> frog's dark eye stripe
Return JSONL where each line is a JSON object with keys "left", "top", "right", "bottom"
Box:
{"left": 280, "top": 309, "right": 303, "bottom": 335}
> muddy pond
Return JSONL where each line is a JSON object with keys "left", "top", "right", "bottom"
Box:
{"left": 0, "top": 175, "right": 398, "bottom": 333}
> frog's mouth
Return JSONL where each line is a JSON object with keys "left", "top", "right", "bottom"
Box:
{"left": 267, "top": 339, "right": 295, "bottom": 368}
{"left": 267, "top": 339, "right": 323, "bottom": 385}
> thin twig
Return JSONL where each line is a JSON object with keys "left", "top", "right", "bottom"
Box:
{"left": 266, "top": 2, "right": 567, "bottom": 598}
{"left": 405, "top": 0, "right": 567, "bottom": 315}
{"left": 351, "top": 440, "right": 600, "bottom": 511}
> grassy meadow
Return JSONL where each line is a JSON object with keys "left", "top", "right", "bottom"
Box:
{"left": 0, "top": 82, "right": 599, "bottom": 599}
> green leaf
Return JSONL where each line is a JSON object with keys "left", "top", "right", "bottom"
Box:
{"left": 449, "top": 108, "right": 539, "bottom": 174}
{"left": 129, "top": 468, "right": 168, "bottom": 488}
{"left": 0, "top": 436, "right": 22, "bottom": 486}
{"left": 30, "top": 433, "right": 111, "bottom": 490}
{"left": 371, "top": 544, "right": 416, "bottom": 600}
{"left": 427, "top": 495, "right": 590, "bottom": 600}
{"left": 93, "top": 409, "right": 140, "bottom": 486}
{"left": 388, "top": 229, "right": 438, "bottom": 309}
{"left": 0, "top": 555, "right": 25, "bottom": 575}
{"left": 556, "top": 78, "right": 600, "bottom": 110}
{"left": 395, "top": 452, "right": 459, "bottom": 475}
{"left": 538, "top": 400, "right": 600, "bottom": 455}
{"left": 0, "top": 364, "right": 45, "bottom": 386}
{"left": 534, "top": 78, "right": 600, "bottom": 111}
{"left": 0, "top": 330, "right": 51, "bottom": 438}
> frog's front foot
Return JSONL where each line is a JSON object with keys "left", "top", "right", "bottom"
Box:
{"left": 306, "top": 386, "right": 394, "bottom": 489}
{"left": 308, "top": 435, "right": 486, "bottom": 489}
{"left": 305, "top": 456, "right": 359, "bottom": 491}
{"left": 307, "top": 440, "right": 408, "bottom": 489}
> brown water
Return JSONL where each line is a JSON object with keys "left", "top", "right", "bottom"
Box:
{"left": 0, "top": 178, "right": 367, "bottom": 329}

============

**Task requirements**
Return each entry from above without altering a single character.

**Solution for this task**
> frog's dark eye stripe
Return JSONL where each line is a JSON object with keys "left", "top", "right", "bottom"
Box:
{"left": 280, "top": 309, "right": 303, "bottom": 335}
> muddy pond
Return JSONL where each line is a JSON object with keys "left", "top", "right", "bottom"
Box:
{"left": 0, "top": 175, "right": 398, "bottom": 333}
> frog's mouth
Return JSONL where each line is a JSON object with keys "left", "top", "right", "bottom"
Box:
{"left": 267, "top": 339, "right": 295, "bottom": 368}
{"left": 267, "top": 339, "right": 323, "bottom": 385}
> thin twig
Return JSONL where each line is a JSON object with keys "left", "top", "right", "bottom"
Box:
{"left": 266, "top": 2, "right": 567, "bottom": 598}
{"left": 405, "top": 0, "right": 567, "bottom": 315}
{"left": 351, "top": 440, "right": 600, "bottom": 511}
> grassy meadow
Return JSONL where each line is a JSON object with keys "left", "top", "right", "bottom"
Box:
{"left": 0, "top": 82, "right": 599, "bottom": 599}
> green leaf
Return JSONL where each line is a JSON object with keys "left", "top", "right", "bottom"
Box:
{"left": 449, "top": 108, "right": 539, "bottom": 174}
{"left": 129, "top": 468, "right": 168, "bottom": 488}
{"left": 0, "top": 436, "right": 22, "bottom": 486}
{"left": 30, "top": 433, "right": 111, "bottom": 490}
{"left": 371, "top": 544, "right": 416, "bottom": 600}
{"left": 427, "top": 495, "right": 590, "bottom": 600}
{"left": 93, "top": 409, "right": 140, "bottom": 486}
{"left": 388, "top": 229, "right": 438, "bottom": 309}
{"left": 0, "top": 555, "right": 25, "bottom": 575}
{"left": 556, "top": 78, "right": 600, "bottom": 110}
{"left": 395, "top": 452, "right": 459, "bottom": 475}
{"left": 538, "top": 400, "right": 600, "bottom": 455}
{"left": 0, "top": 364, "right": 45, "bottom": 386}
{"left": 534, "top": 78, "right": 600, "bottom": 111}
{"left": 0, "top": 330, "right": 51, "bottom": 438}
> frog's front foot
Return JSONL where each line is a JSON object with keys "left", "top", "right", "bottom"
Box:
{"left": 306, "top": 386, "right": 394, "bottom": 489}
{"left": 308, "top": 435, "right": 486, "bottom": 489}
{"left": 305, "top": 456, "right": 359, "bottom": 491}
{"left": 307, "top": 440, "right": 408, "bottom": 489}
> brown water
Return JSONL where each line is a JSON object with keys "left", "top", "right", "bottom"
Box:
{"left": 0, "top": 178, "right": 367, "bottom": 329}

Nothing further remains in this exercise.